=== EXERCISE OBJECTIVE ===
The whole listing below is to be output exactly, with no line skipped.

=== SUPPLIED INFORMATION ===
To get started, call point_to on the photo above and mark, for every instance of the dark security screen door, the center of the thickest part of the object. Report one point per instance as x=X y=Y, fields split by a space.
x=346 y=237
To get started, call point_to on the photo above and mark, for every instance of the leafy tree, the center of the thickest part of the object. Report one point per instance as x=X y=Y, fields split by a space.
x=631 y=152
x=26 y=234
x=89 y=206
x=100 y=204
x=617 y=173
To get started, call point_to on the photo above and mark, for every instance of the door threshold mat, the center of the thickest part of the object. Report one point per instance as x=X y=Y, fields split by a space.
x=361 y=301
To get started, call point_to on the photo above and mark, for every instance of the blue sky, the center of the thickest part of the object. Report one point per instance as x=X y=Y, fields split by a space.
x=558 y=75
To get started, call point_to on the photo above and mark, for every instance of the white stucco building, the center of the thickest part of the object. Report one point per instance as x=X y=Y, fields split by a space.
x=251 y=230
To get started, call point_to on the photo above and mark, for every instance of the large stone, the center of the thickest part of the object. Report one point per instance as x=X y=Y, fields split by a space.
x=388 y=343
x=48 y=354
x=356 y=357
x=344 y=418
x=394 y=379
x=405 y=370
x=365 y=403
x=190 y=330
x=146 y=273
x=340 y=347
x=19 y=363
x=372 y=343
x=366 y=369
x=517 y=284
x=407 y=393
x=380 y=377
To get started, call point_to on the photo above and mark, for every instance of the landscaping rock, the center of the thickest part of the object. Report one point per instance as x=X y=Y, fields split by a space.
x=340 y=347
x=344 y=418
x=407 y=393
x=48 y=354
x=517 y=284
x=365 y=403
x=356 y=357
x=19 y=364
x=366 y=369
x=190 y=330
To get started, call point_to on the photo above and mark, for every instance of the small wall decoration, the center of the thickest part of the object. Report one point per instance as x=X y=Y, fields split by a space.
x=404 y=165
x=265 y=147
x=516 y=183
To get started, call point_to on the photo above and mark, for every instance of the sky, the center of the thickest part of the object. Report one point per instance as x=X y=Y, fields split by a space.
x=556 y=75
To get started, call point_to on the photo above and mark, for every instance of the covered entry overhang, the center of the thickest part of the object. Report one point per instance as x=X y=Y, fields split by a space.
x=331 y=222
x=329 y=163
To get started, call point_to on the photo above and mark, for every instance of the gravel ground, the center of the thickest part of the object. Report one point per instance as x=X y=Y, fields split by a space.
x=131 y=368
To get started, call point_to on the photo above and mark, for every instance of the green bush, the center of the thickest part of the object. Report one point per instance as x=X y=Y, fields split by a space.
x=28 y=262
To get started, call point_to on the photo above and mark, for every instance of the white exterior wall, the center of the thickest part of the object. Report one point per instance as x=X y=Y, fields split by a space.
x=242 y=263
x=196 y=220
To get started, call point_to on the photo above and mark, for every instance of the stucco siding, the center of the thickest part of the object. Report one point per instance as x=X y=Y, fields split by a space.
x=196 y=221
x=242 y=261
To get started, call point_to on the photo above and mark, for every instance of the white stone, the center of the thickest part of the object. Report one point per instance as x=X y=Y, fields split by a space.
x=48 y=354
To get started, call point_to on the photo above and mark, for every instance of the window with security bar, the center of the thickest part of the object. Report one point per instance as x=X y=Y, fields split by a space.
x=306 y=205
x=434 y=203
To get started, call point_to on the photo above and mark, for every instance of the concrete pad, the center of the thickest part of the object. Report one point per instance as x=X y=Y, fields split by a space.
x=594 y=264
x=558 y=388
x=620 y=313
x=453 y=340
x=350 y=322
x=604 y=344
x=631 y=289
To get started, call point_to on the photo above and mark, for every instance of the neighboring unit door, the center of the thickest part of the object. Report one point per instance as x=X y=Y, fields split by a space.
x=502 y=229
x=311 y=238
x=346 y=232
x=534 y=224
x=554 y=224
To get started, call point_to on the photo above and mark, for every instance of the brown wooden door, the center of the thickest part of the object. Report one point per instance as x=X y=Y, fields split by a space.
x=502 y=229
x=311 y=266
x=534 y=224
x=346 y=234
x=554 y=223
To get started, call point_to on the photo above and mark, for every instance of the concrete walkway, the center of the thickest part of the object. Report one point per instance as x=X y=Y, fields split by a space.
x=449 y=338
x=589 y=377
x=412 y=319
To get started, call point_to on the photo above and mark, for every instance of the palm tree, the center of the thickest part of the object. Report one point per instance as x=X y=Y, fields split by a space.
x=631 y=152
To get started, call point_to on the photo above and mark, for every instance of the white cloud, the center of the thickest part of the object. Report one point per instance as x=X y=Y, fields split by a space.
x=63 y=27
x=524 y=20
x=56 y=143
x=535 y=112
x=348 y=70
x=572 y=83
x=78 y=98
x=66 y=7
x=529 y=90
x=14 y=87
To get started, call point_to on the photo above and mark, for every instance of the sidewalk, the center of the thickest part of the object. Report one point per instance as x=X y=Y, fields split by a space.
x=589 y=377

=== FINISHED TASK ===
To get started, call point_to on the photo above and mark, for every instance of the dark security screen door, the center of the thickest part of the object. Report one point per instance as x=X y=Y, fields split by a space.
x=346 y=237
To get started, call point_to on the photo above and mark, for every instance of the leafy tree, the center of the thickest part of the object. Report one point per instance as x=X y=Y, fields split by a space.
x=631 y=152
x=26 y=234
x=89 y=206
x=100 y=204
x=617 y=173
To get started, call point_to on the photo above and mark, for every instance of the door threshold mat, the center of the thickest part of the object. Report one point per instance as x=X y=Y, fields split by a space.
x=361 y=301
To get started, call point_to on the photo above and mark, for every instance of the blue sky, the center of the thickest part of the object. Report one point per instance as x=X y=Y, fields split by a space.
x=558 y=75
To get started, call point_to on the photo above and mark, for every instance of the white stucco building, the center of the thickest part of the object. Report one point per instance as x=X y=Y, fields split by a space.
x=251 y=230
To get started, call point_to on the photo above and mark, for every instance of the large stone, the center of the thickest part of the object. Report one point per instance as x=X y=Y, fields split by a space.
x=388 y=343
x=48 y=354
x=356 y=357
x=344 y=418
x=394 y=379
x=405 y=370
x=365 y=403
x=190 y=330
x=146 y=273
x=340 y=347
x=19 y=363
x=372 y=343
x=366 y=369
x=517 y=284
x=407 y=393
x=380 y=377
To get started, call point_to on the photo above and mark, for every instance of the landscaping rock, the center of the thickest part of the object. Report one point per instance as x=X y=Y, fields split by a space.
x=340 y=347
x=344 y=418
x=407 y=393
x=48 y=354
x=517 y=284
x=365 y=403
x=356 y=357
x=19 y=364
x=366 y=369
x=190 y=330
To get started, call point_to on the photo above and mark, for every instance of the small wall decoration, the center of the thickest part of the object. Report one point per instance as x=X y=Y, fields split by a space.
x=404 y=165
x=265 y=147
x=516 y=183
To get started, call point_to on the photo above and mark, for every instance of the sky, the center of the thickest part of the object. Report one point per instance as x=X y=Y, fields split by a space.
x=556 y=75
To get started, call point_to on the photo above and mark, for every instance of the covered entry overhang, the center of the thickest part of the object. Report one point per instance as x=X y=Y, fields split by a space.
x=331 y=222
x=329 y=163
To get started, call point_to on the photo above and mark, for every instance of the gravel ground, the center of the thickest part of the object. Report one point per instance as x=X y=Y, fields split by a space.
x=131 y=368
To get started, call point_to on the photo above and mark, for every instance of the green bush, the center of the thickest part of the object. Report one point per instance as x=X y=Y, fields split by a space.
x=28 y=262
To get started, call point_to on the photo above and mark, for every instance of the white exterior wall, the center of the thickest part of the object. Report one point per instance as x=X y=Y, fields split by a space.
x=242 y=263
x=196 y=220
To get started, call point_to on the photo above and mark, for every instance of the stucco siding, the center of the thickest part of the object. Report one point per instance as x=X y=Y, fields split by a space.
x=196 y=221
x=242 y=261
To get started, call point_to on the photo above and mark, for every instance of the white stone, the center of the thickest part of the object. Report one point per instance as x=X y=Y, fields split by a space.
x=48 y=354
To get started, call point_to on the photo above and mark, for every instance of the window with security bar, the center of the thickest part of the object. Report one point per instance as x=X y=Y, fields split by a space.
x=306 y=205
x=434 y=203
To get started, call point_to on the photo above and mark, for every instance of the concrete pad, the center of the thickest part of the object. Report one point per instance as x=X y=Y, fields split by a space.
x=594 y=264
x=558 y=388
x=620 y=313
x=453 y=340
x=350 y=322
x=604 y=344
x=631 y=289
To get started, call point_to on the photo above and mark, for every instance of the neighboring unit door, the center of the thickest part of the object. Report one point per instance as x=X y=Y, fields split by a space.
x=502 y=229
x=311 y=238
x=346 y=232
x=534 y=224
x=554 y=224
To get started, call point_to on the photo above and mark, for every instance of the brown wooden door, the center of the thickest part of the object. Report one point per instance as x=X y=Y, fields split by a space.
x=502 y=229
x=311 y=266
x=534 y=224
x=346 y=234
x=554 y=223
To get started, call point_to on the photo above and mark, for every instance of the concrete walkway, the center of the thickest part of the object. Report one point per instance as x=X y=Y, fields split by a space.
x=449 y=338
x=589 y=377
x=412 y=319
To get started, call point_to on the photo above and mark, for every instance of the palm tree, the center of the thickest part of the object. Report one point per instance as x=X y=Y, fields split by a space.
x=631 y=152
To get started, call point_to on the photo above and mark, for every instance of the white cloud, the center of the thickest part of the object. Report one point per instance as x=X y=Y, fields split by a space.
x=63 y=27
x=524 y=20
x=56 y=143
x=535 y=112
x=348 y=70
x=572 y=83
x=78 y=98
x=66 y=7
x=529 y=90
x=14 y=87
To get started, call point_to on the photo above and mark, for every instance of the sidewalk, the center of the thickest part of the object. Report one point per instance as x=X y=Y, fields split by a space.
x=589 y=377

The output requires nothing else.